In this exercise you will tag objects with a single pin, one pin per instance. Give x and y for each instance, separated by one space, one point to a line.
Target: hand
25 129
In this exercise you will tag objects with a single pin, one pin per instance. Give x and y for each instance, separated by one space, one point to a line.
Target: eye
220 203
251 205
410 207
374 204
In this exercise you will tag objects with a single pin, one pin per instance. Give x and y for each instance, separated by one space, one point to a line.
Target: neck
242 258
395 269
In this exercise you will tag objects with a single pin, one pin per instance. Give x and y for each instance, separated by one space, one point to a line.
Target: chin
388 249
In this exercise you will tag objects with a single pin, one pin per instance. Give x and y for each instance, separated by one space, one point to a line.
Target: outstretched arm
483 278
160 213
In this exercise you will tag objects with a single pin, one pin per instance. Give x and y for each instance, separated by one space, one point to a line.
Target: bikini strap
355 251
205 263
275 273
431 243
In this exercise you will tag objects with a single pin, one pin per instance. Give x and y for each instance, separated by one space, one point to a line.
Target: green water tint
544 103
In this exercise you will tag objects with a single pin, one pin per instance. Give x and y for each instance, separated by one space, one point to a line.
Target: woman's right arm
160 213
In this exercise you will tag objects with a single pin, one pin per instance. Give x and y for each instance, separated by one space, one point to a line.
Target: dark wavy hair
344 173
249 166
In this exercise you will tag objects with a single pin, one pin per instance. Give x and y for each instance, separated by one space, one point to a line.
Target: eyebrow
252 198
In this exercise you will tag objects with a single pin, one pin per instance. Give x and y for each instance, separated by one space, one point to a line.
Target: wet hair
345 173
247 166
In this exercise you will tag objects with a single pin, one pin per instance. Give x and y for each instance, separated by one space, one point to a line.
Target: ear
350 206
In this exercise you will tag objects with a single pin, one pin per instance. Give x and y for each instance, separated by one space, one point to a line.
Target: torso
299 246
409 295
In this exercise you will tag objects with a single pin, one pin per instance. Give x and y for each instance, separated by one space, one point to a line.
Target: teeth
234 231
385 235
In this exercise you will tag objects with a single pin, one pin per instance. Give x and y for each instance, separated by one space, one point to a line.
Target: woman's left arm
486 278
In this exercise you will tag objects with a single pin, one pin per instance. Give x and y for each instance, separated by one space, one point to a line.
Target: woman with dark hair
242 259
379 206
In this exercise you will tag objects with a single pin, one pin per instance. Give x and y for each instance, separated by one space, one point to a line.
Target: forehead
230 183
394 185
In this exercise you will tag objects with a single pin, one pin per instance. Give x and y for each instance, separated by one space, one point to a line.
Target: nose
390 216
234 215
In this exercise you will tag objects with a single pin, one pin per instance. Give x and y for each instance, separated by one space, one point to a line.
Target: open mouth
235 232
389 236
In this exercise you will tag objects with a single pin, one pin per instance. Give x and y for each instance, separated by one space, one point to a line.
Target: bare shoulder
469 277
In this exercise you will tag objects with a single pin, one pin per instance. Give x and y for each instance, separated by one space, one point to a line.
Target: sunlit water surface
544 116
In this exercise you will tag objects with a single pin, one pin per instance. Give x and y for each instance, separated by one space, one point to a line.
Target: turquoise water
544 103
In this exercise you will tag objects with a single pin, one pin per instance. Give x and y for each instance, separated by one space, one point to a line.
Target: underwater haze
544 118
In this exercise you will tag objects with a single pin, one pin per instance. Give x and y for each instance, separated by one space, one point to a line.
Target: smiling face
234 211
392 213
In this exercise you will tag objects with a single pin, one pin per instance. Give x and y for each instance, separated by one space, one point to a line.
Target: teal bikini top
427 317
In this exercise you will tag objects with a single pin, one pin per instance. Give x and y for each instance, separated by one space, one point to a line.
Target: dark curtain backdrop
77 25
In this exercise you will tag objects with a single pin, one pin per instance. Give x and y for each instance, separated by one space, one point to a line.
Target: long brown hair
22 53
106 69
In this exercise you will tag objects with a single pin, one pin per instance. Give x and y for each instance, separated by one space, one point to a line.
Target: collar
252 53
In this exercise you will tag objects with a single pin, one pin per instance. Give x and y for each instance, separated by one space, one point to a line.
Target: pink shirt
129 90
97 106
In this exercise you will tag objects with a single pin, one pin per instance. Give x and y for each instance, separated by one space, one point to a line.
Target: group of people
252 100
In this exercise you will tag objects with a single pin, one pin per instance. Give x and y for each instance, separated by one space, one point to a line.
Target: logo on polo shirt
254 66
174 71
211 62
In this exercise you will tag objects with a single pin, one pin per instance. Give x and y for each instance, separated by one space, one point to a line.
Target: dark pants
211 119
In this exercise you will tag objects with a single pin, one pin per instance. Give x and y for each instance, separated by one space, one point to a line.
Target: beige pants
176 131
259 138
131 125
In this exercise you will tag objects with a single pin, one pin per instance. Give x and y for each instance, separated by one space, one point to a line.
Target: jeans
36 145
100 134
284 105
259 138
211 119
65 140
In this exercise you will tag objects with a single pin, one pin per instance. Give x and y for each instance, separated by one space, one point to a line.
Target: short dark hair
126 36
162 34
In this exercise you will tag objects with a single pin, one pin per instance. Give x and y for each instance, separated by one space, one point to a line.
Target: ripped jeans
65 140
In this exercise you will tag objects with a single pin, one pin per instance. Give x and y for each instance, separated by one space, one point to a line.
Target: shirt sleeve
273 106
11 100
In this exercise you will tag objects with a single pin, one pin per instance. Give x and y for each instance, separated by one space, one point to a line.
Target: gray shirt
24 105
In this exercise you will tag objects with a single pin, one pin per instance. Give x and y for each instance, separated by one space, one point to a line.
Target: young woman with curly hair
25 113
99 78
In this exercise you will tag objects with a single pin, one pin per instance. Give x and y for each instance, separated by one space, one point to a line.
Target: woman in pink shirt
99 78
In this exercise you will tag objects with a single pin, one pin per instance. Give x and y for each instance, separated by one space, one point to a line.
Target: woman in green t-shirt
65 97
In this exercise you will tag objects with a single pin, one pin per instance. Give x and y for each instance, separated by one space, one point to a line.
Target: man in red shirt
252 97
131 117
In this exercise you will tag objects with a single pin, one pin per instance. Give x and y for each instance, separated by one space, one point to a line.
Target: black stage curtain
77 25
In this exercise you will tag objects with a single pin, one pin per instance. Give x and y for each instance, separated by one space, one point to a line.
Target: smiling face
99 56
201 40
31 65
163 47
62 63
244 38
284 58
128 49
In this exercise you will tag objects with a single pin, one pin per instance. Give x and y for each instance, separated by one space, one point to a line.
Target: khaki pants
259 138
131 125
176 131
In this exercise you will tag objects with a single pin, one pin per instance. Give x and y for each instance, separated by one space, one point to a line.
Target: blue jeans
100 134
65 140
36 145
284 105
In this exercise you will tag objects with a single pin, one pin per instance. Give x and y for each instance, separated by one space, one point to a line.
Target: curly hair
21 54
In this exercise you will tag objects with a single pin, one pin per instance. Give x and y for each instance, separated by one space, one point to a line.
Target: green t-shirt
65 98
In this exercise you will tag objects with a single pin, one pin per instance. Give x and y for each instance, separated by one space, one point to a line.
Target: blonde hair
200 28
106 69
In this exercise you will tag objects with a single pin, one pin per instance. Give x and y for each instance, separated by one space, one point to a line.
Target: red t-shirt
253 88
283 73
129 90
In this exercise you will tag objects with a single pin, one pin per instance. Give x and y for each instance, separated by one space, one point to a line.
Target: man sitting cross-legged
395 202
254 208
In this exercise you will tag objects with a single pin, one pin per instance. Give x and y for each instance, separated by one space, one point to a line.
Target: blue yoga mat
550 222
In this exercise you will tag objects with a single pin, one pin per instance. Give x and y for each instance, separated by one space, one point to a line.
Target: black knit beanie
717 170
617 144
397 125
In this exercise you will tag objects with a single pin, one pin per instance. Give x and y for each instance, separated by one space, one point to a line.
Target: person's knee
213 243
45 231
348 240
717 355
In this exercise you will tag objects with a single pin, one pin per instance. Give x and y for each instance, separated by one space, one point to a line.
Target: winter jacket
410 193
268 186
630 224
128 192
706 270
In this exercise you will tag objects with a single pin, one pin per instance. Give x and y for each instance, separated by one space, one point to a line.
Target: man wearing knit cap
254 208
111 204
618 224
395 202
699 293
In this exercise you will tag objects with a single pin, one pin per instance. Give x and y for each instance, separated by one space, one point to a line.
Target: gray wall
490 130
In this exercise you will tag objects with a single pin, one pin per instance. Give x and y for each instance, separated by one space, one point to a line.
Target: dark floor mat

DO THIS: Which lines above contain the word "knit"? Select every one and copy each out in full.

SOLUTION:
Target: black knit beanie
Target: man wearing knit cap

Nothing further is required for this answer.